◆ Work instructions
Duplicate the records below word for word, starting at the line containing "Exercise. Annotate the picture" and ending at the line containing "x=156, y=117", with both of those lines included.

* START *

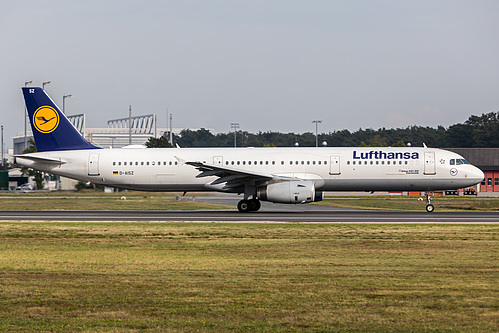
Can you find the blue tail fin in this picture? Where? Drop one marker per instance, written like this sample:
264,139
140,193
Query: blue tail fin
51,129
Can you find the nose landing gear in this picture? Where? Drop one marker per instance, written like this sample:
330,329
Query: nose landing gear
246,206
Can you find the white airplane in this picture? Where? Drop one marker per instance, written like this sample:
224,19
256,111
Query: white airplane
280,175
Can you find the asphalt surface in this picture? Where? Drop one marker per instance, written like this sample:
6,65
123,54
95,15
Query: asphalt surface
264,216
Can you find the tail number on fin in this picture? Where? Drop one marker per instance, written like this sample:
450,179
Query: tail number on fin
45,119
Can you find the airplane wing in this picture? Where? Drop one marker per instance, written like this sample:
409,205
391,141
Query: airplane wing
232,177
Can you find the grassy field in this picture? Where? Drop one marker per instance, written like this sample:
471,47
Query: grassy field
131,277
90,200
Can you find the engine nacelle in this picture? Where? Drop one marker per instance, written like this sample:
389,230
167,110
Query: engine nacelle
296,191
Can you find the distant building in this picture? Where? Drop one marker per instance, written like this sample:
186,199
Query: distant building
115,135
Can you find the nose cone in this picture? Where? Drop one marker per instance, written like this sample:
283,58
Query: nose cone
476,175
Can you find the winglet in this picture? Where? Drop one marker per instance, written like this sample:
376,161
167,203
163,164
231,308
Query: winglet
51,129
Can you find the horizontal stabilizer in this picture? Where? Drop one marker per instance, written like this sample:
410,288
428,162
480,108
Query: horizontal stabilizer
41,159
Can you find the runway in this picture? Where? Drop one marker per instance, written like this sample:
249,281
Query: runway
269,216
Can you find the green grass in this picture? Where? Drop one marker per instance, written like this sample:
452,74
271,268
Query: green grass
196,277
412,203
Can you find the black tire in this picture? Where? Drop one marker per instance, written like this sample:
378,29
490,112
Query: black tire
244,206
255,205
430,208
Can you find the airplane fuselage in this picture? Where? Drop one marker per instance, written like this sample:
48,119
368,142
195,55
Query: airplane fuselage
331,169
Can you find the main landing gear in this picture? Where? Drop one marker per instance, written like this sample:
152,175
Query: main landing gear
246,206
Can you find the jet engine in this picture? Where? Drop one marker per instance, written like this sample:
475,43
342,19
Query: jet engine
296,191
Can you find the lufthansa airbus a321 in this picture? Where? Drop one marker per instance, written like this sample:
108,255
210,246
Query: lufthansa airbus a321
280,175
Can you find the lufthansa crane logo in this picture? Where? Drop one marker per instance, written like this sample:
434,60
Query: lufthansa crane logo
46,119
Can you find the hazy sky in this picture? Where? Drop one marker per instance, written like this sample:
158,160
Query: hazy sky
272,65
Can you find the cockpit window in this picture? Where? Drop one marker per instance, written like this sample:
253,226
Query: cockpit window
458,161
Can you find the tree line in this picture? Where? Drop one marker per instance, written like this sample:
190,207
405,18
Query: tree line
476,132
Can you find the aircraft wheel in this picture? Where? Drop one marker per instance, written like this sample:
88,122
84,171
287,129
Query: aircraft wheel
244,206
430,208
255,205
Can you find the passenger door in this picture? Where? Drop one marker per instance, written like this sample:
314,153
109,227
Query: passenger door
429,164
93,165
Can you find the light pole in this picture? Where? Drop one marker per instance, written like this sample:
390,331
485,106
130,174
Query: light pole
26,119
317,122
3,159
235,126
64,102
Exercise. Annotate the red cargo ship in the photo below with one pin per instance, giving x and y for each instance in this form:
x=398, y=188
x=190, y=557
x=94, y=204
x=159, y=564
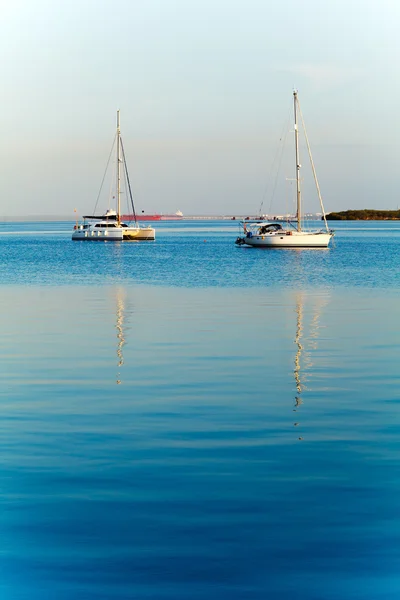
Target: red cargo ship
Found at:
x=154, y=217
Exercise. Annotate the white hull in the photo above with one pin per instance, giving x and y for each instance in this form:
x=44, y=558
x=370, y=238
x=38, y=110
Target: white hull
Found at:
x=290, y=239
x=91, y=235
x=139, y=233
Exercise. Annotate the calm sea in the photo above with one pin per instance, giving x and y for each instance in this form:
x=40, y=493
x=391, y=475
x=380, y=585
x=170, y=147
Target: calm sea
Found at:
x=189, y=419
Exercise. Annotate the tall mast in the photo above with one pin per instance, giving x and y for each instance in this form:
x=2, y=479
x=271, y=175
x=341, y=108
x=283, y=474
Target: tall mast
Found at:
x=118, y=170
x=296, y=137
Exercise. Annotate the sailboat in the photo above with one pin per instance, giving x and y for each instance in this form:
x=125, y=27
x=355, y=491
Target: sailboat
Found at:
x=109, y=226
x=266, y=234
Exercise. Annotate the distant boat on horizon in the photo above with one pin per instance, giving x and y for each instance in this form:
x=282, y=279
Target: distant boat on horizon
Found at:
x=155, y=217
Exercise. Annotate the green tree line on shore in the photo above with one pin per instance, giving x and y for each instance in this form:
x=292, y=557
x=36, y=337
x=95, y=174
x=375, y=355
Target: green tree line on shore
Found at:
x=366, y=214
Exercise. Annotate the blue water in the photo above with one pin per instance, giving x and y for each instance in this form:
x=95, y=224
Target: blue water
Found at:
x=190, y=419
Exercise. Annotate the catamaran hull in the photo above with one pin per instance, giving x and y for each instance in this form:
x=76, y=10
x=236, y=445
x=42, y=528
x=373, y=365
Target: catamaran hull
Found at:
x=97, y=236
x=139, y=234
x=294, y=240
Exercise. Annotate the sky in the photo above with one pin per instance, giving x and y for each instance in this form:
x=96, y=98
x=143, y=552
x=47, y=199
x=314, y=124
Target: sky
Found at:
x=205, y=93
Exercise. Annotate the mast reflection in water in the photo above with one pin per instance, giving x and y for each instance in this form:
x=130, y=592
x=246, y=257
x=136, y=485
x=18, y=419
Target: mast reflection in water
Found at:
x=120, y=302
x=303, y=361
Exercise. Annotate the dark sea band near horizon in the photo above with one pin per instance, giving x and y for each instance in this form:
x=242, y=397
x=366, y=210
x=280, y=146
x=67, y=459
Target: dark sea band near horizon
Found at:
x=186, y=418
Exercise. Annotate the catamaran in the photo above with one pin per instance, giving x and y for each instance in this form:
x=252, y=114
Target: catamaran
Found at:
x=109, y=226
x=267, y=234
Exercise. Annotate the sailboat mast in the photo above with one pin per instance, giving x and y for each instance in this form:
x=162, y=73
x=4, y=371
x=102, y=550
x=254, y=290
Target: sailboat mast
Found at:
x=118, y=170
x=296, y=137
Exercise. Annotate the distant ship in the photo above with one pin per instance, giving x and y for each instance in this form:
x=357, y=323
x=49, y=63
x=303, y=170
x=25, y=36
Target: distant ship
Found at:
x=154, y=217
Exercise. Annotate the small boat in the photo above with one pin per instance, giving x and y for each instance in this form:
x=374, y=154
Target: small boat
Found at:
x=110, y=226
x=267, y=234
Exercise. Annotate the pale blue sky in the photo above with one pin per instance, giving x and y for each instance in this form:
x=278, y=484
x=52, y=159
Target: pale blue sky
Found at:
x=204, y=88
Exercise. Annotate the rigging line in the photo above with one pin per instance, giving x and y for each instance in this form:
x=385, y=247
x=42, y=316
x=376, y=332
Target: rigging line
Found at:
x=104, y=176
x=278, y=170
x=313, y=167
x=279, y=151
x=127, y=178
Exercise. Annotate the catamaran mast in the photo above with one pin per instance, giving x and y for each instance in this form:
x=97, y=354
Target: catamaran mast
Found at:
x=118, y=171
x=296, y=137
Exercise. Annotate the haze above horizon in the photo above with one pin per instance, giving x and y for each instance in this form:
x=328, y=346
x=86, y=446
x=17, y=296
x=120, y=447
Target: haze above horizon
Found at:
x=205, y=93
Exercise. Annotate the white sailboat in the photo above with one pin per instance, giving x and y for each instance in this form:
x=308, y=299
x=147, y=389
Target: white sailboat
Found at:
x=109, y=226
x=267, y=234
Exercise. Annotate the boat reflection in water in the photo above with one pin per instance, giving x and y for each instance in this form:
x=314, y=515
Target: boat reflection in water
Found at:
x=306, y=344
x=121, y=305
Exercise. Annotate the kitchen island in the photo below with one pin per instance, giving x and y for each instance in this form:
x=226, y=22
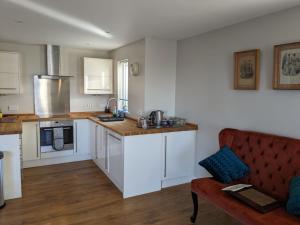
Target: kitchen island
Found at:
x=136, y=160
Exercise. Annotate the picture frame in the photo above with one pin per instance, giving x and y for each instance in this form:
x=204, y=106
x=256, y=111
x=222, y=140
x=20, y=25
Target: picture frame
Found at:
x=247, y=70
x=287, y=66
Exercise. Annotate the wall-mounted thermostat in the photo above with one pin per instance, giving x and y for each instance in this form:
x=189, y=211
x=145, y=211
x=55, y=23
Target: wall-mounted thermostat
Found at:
x=134, y=69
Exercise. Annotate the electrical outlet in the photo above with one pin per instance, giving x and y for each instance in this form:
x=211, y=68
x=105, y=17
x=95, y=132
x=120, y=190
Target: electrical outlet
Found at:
x=13, y=108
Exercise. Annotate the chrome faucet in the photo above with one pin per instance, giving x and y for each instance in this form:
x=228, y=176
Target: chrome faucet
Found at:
x=107, y=107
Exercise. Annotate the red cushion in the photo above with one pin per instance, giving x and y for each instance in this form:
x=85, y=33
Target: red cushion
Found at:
x=273, y=160
x=210, y=190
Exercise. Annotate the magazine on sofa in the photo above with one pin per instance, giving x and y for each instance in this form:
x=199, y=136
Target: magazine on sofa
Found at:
x=252, y=197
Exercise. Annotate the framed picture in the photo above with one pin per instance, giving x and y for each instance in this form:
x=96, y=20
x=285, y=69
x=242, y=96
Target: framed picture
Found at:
x=287, y=66
x=246, y=75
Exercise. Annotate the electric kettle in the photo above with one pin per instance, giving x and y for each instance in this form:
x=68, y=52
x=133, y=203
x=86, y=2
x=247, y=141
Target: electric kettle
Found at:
x=156, y=117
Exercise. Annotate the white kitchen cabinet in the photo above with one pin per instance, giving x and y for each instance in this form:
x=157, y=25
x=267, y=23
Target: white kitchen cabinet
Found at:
x=30, y=141
x=101, y=148
x=178, y=157
x=115, y=159
x=9, y=73
x=10, y=146
x=98, y=76
x=81, y=137
x=92, y=139
x=141, y=164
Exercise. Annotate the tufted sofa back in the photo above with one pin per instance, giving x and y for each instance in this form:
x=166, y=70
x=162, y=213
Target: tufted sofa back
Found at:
x=273, y=160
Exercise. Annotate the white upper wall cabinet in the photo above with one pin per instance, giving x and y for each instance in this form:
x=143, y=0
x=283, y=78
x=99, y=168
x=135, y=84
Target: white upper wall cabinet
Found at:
x=98, y=76
x=9, y=73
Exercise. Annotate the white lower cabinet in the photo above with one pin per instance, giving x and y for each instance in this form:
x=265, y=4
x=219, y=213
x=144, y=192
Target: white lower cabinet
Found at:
x=101, y=148
x=178, y=157
x=81, y=137
x=142, y=164
x=10, y=146
x=115, y=159
x=92, y=139
x=30, y=141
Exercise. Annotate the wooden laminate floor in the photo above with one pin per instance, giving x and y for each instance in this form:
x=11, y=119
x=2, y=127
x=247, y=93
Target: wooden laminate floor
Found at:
x=79, y=193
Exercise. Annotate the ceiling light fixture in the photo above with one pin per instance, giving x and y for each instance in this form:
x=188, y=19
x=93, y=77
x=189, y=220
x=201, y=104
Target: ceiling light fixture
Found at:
x=60, y=16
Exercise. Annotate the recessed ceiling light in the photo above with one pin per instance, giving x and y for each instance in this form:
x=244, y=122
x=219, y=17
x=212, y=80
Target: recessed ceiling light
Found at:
x=61, y=16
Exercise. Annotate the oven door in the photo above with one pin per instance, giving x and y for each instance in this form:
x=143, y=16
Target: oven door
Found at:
x=46, y=139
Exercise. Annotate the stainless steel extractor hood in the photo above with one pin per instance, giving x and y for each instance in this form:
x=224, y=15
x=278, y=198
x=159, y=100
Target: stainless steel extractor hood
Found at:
x=52, y=90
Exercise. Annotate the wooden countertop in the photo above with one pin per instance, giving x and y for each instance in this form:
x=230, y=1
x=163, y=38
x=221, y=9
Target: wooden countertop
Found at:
x=127, y=127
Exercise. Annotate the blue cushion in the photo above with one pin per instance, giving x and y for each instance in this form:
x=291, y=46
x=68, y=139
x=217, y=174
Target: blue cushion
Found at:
x=293, y=204
x=225, y=166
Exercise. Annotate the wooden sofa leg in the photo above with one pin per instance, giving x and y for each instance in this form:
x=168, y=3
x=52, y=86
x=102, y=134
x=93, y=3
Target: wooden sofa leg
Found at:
x=195, y=202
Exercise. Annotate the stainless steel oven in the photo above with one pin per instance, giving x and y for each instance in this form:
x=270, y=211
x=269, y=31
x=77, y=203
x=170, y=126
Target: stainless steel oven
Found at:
x=56, y=136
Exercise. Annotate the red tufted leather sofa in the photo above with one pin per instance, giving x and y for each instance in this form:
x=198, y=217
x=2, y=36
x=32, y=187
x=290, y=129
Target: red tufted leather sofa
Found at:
x=273, y=161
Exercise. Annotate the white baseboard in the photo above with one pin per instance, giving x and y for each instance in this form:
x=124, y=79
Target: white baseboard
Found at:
x=176, y=181
x=58, y=160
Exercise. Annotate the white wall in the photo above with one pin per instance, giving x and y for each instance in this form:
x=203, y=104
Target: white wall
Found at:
x=204, y=86
x=154, y=87
x=135, y=53
x=33, y=62
x=72, y=64
x=160, y=80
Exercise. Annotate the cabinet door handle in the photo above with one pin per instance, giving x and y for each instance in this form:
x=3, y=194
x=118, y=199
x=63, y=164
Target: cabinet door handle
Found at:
x=113, y=136
x=165, y=158
x=98, y=89
x=37, y=140
x=76, y=136
x=8, y=88
x=106, y=151
x=96, y=143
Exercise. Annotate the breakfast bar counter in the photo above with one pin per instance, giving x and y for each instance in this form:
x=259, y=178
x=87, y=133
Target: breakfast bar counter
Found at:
x=128, y=127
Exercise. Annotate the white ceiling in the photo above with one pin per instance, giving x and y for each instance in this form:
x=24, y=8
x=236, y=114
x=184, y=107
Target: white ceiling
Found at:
x=126, y=20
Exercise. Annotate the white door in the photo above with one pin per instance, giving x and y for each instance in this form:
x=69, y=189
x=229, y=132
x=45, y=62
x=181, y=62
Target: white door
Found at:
x=115, y=159
x=81, y=137
x=30, y=141
x=178, y=154
x=93, y=131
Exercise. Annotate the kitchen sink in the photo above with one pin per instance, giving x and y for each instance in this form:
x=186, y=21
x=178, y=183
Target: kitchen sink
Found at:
x=110, y=118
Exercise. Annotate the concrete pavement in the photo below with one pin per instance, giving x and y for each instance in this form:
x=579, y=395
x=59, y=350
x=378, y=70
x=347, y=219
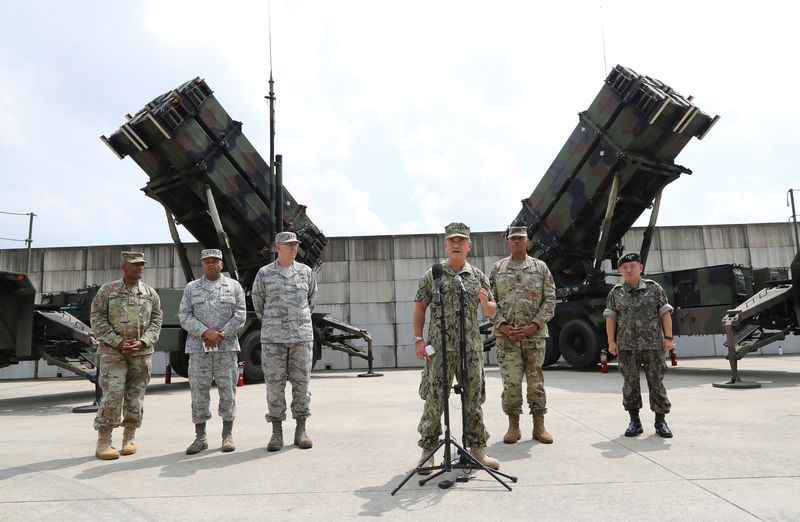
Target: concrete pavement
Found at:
x=735, y=454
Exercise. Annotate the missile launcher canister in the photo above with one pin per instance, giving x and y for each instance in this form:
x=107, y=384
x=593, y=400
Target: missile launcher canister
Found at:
x=185, y=141
x=633, y=131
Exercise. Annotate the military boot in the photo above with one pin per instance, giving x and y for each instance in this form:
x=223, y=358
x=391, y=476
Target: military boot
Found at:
x=104, y=450
x=480, y=455
x=200, y=440
x=128, y=442
x=635, y=427
x=661, y=426
x=276, y=441
x=227, y=436
x=513, y=434
x=301, y=439
x=539, y=431
x=427, y=464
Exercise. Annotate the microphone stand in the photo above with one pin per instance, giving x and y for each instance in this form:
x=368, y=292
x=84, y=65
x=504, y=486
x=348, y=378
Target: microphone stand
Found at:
x=465, y=461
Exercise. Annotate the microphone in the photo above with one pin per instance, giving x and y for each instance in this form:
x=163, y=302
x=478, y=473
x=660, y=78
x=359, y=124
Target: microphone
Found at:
x=437, y=283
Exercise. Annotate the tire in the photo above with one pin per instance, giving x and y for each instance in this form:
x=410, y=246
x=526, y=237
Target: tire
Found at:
x=552, y=352
x=250, y=344
x=579, y=344
x=179, y=363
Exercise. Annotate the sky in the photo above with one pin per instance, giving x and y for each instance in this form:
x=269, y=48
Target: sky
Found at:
x=392, y=117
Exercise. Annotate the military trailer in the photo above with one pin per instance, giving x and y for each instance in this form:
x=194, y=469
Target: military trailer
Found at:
x=612, y=168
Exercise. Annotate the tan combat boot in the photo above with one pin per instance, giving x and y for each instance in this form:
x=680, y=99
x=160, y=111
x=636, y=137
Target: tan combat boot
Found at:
x=276, y=441
x=539, y=432
x=480, y=455
x=427, y=464
x=514, y=433
x=104, y=450
x=128, y=442
x=301, y=439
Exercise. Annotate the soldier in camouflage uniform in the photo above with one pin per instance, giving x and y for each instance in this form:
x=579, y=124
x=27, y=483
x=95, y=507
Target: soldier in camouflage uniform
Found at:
x=126, y=319
x=526, y=300
x=636, y=312
x=283, y=298
x=212, y=310
x=431, y=390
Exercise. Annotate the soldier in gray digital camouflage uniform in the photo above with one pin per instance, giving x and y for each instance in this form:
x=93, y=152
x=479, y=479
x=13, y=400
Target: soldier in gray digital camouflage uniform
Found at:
x=212, y=310
x=283, y=298
x=526, y=300
x=126, y=319
x=431, y=390
x=636, y=313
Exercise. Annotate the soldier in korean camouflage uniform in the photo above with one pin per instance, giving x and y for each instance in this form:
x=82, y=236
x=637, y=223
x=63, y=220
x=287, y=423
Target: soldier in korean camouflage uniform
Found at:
x=212, y=310
x=431, y=390
x=126, y=319
x=283, y=298
x=526, y=300
x=636, y=313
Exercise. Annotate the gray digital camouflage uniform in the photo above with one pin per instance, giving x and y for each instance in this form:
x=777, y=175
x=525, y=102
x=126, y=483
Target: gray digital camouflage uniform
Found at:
x=212, y=305
x=283, y=298
x=124, y=312
x=637, y=312
x=431, y=388
x=525, y=294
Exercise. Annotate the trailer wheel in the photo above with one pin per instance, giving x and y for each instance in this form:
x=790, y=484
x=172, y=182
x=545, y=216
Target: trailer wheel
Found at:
x=250, y=344
x=179, y=363
x=552, y=353
x=579, y=344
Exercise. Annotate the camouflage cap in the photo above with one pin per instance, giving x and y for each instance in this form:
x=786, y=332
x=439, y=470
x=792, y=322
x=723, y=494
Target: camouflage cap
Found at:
x=133, y=257
x=211, y=252
x=627, y=258
x=517, y=232
x=456, y=230
x=286, y=237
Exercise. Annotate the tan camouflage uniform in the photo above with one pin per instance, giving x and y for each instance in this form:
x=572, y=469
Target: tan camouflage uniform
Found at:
x=283, y=298
x=637, y=312
x=213, y=305
x=122, y=312
x=525, y=294
x=431, y=385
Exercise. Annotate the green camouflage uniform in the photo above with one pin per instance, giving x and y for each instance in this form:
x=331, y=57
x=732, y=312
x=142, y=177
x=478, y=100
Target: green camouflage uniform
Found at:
x=637, y=312
x=213, y=305
x=431, y=386
x=525, y=294
x=124, y=312
x=283, y=298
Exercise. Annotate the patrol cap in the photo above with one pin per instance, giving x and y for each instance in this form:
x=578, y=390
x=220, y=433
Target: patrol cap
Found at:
x=627, y=258
x=456, y=230
x=133, y=257
x=210, y=252
x=517, y=232
x=286, y=237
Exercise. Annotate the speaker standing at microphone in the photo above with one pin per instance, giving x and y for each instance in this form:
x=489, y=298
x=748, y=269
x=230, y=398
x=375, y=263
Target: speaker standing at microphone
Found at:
x=476, y=293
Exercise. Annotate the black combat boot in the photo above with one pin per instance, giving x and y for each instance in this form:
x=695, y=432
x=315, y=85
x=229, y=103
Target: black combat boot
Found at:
x=635, y=427
x=661, y=426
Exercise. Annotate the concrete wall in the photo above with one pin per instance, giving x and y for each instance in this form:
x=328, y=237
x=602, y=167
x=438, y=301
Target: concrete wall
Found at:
x=371, y=281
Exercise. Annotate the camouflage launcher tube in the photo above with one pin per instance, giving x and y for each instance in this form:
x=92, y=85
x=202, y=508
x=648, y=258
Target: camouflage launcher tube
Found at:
x=184, y=140
x=634, y=129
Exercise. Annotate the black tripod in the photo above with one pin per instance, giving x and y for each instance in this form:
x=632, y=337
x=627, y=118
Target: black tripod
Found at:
x=464, y=461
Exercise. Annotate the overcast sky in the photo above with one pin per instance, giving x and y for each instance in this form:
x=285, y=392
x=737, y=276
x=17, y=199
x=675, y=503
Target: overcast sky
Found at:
x=392, y=117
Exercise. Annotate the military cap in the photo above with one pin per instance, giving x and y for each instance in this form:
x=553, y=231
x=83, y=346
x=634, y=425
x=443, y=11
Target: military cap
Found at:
x=211, y=252
x=133, y=257
x=456, y=230
x=517, y=232
x=286, y=237
x=627, y=258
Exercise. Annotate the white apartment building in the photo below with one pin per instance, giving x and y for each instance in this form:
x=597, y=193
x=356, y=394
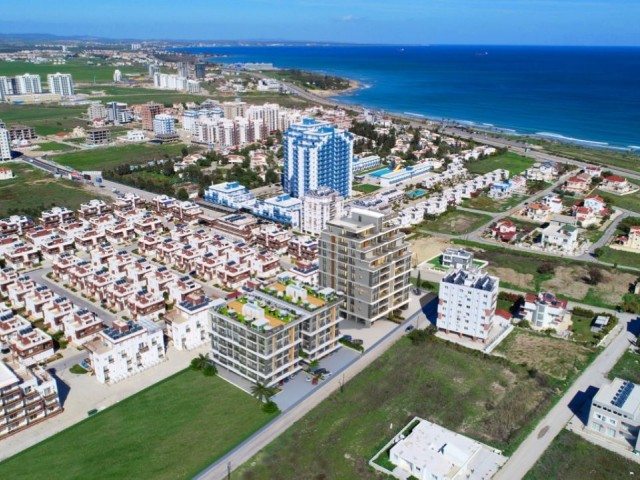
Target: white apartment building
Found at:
x=125, y=349
x=61, y=84
x=5, y=144
x=164, y=124
x=27, y=84
x=97, y=111
x=467, y=303
x=543, y=310
x=27, y=396
x=187, y=322
x=318, y=207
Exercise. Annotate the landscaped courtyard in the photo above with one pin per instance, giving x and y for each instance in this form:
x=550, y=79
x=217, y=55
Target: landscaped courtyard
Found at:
x=173, y=429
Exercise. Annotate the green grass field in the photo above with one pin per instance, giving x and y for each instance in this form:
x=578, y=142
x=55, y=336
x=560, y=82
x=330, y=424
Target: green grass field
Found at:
x=171, y=430
x=108, y=158
x=570, y=457
x=455, y=223
x=483, y=397
x=611, y=255
x=47, y=120
x=516, y=164
x=34, y=190
x=627, y=368
x=78, y=68
x=54, y=147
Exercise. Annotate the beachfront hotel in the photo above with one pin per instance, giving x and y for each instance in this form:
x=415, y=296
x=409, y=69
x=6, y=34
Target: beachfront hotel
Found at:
x=366, y=256
x=266, y=334
x=316, y=154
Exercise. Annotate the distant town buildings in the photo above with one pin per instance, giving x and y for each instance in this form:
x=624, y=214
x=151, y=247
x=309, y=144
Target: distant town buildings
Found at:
x=467, y=303
x=317, y=154
x=365, y=256
x=61, y=84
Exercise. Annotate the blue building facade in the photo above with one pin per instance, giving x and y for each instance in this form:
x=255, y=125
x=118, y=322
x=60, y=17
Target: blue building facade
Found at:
x=316, y=154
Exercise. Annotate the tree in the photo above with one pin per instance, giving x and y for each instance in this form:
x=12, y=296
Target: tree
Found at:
x=261, y=392
x=183, y=194
x=200, y=362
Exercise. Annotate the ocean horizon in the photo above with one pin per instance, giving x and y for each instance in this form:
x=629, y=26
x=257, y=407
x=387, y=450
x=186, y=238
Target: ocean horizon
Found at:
x=585, y=95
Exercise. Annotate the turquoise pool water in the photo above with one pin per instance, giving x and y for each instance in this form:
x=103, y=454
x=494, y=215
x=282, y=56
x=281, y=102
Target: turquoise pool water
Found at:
x=416, y=193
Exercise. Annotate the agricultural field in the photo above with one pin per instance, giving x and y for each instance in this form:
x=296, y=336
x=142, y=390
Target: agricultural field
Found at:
x=568, y=279
x=173, y=429
x=33, y=191
x=110, y=157
x=456, y=222
x=514, y=163
x=571, y=457
x=78, y=68
x=483, y=202
x=339, y=436
x=559, y=359
x=47, y=120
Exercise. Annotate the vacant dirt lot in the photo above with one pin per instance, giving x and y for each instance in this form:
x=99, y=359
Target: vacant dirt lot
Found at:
x=552, y=356
x=522, y=280
x=425, y=248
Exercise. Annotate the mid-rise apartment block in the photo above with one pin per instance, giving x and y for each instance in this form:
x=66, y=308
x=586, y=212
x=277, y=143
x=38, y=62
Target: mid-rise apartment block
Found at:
x=467, y=303
x=318, y=207
x=125, y=349
x=365, y=256
x=61, y=84
x=267, y=334
x=27, y=397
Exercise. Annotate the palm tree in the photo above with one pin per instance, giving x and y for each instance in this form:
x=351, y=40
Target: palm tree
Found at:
x=200, y=362
x=261, y=392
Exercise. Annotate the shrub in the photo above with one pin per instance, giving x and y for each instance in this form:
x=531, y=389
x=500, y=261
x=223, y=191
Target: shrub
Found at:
x=270, y=407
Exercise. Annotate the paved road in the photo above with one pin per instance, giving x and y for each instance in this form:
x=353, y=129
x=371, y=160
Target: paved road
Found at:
x=278, y=426
x=529, y=451
x=39, y=276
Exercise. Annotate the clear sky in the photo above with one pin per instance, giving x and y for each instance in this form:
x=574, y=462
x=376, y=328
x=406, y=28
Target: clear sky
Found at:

* END *

◆ Completed task
Exercise. Annotate the picture frame in the photo above with one pin per instance, giving x and y for each instance in this form:
x=204, y=106
x=256, y=111
x=222, y=140
x=20, y=25
Target: picture frame
Found at:
x=247, y=70
x=287, y=66
Exercise. Annotate the wall-mounted thermostat in the photo above with one pin per instance, giving x and y for each instance in this form:
x=189, y=211
x=145, y=211
x=55, y=23
Target: wall-mounted thermostat
Found at:
x=134, y=69
Exercise. Annotate the electrical outlet in the photo above with one pin per instance, giving x and y for each instance in this form:
x=211, y=68
x=105, y=17
x=95, y=132
x=120, y=190
Target: electrical outlet
Found at:
x=13, y=108
Exercise. Annotate the chrome faucet in the photo above with one pin per instance, giving x and y for each instance in this form:
x=228, y=176
Target: chrome faucet
Found at:
x=107, y=107
Exercise. Annotate the red cushion in the photo above with one pin per instance, giving x and y for each instance in this form:
x=85, y=33
Target: red cushion
Found at:
x=273, y=160
x=210, y=190
Exercise. Annotate the magazine on sofa in the photo above with one pin per instance, giving x and y for each instance in this form:
x=199, y=136
Target: magazine on sofa
Found at:
x=252, y=197
Exercise. Annotate the framed picture in the photo above with one pin per instance, giving x and y for each instance in this form:
x=96, y=20
x=285, y=69
x=242, y=96
Target: framed picture
Found at:
x=287, y=66
x=246, y=75
Exercise. Annotate the electric kettle in the photo above with one pin per instance, giving x and y for each instance in this form:
x=68, y=52
x=133, y=203
x=86, y=2
x=247, y=141
Target: electric kettle
Found at:
x=156, y=117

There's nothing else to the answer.